**REQUIREMENT:**
In the entries that follow, find the word "clicks" and report each line it is on.

[Stored data]
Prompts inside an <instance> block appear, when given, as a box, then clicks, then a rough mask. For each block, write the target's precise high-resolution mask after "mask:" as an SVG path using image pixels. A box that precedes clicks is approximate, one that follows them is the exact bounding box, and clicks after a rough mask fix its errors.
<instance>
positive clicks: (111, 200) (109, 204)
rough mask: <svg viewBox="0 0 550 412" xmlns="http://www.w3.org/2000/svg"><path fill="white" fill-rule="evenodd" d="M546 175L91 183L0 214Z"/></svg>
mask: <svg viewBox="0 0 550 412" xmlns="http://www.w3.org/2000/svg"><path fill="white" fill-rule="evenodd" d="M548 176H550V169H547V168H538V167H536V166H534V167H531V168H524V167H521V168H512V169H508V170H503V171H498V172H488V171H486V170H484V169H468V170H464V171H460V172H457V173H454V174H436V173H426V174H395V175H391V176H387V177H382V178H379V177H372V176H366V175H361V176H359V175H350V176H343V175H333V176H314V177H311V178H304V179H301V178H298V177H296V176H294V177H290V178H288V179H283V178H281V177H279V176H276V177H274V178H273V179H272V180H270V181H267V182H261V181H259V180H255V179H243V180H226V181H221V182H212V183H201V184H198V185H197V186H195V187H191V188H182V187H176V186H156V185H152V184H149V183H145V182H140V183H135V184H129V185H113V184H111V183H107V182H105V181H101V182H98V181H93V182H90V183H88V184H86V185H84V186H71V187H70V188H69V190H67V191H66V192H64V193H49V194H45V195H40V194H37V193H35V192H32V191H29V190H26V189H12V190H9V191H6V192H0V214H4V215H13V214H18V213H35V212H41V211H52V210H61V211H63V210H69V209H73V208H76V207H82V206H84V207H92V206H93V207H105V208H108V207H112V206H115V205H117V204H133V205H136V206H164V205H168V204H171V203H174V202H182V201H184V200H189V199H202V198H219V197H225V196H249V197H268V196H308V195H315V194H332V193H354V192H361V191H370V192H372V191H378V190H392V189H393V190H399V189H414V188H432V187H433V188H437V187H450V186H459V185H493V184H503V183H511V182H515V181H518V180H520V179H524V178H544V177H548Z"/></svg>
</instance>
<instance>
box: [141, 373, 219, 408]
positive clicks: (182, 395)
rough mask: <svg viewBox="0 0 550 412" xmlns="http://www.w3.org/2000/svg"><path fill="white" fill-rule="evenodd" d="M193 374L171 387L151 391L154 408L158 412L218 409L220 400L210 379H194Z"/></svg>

**WRITTEN ANSWER:**
Prompts inside an <instance> block appear, when given, as a box, then clicks, then a rough mask. For each block, write the target's precise high-resolution mask after "mask:" as an SVG path using image pixels. A box that precedes clicks is approximate, one that follows them is the exact bounding box, and clicks after a rough mask fix its errors.
positive clicks: (111, 200) (109, 204)
positive clicks: (182, 395)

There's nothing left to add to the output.